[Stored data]
--------

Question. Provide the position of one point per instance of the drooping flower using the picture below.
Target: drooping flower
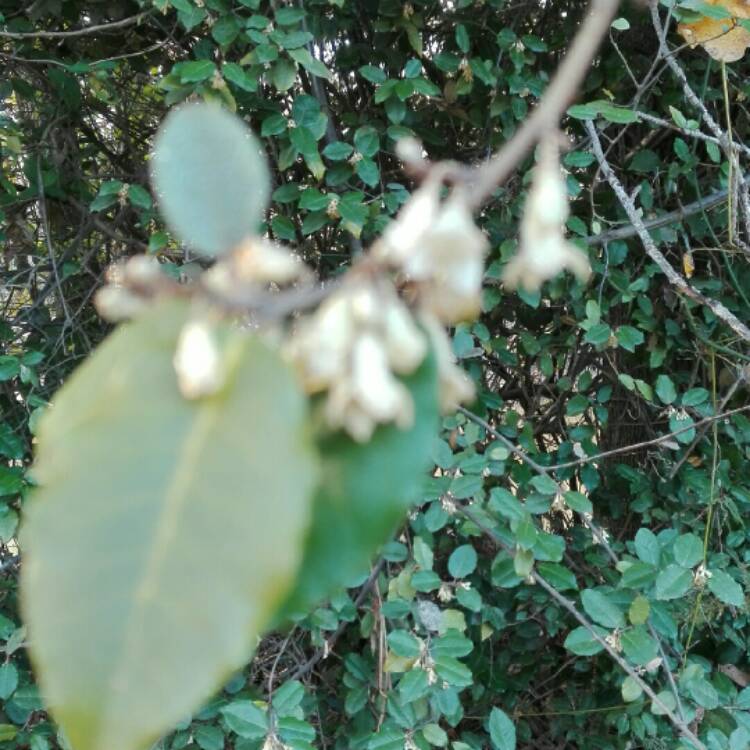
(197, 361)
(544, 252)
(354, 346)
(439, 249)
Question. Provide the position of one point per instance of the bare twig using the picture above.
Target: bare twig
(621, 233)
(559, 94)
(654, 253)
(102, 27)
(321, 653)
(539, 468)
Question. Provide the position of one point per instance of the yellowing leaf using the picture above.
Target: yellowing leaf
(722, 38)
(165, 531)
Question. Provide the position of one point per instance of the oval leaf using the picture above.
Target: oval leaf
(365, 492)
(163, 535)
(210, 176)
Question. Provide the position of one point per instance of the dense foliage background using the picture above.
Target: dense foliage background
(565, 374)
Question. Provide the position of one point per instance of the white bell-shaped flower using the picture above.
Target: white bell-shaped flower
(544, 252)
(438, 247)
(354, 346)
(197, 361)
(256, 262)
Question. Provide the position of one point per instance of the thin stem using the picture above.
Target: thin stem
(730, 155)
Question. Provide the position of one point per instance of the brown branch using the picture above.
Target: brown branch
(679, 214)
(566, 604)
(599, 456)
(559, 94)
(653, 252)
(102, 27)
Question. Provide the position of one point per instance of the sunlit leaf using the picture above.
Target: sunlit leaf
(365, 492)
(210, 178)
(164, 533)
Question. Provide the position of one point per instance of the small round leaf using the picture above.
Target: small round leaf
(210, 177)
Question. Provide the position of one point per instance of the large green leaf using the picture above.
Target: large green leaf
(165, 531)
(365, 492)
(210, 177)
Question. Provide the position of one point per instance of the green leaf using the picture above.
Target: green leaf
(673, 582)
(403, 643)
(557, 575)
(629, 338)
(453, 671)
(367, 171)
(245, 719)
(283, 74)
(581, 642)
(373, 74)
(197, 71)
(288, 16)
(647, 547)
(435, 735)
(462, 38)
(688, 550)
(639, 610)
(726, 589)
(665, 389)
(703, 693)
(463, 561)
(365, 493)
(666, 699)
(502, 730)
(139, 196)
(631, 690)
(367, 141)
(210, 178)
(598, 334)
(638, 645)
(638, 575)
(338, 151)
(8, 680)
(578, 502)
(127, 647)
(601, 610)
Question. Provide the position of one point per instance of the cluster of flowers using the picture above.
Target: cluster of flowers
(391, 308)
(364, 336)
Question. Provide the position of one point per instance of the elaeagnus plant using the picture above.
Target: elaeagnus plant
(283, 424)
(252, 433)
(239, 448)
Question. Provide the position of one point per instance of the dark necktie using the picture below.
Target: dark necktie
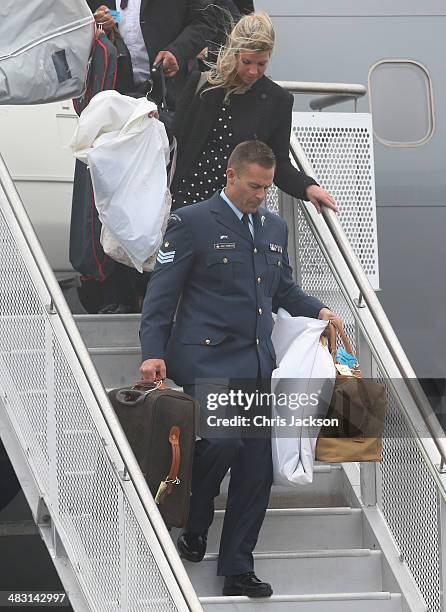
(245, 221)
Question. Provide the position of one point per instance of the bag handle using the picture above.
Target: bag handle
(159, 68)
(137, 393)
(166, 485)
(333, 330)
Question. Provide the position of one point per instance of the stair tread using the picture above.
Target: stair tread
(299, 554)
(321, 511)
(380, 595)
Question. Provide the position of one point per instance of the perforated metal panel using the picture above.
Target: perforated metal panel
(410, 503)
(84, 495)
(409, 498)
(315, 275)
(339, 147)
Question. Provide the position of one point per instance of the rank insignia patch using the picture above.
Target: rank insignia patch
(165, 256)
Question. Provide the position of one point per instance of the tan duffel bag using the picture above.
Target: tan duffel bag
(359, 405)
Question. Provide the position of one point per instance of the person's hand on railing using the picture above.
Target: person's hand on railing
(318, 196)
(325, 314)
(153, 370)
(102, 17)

--------

• **Directions for this task**
In the entries above, find each line with the word "below" and return it.

• **Output**
Question. Provide the position of one point per instance of the drooping flower using the picture below.
Question. Provide the position of one point per instance of the dark necktie using the picture below.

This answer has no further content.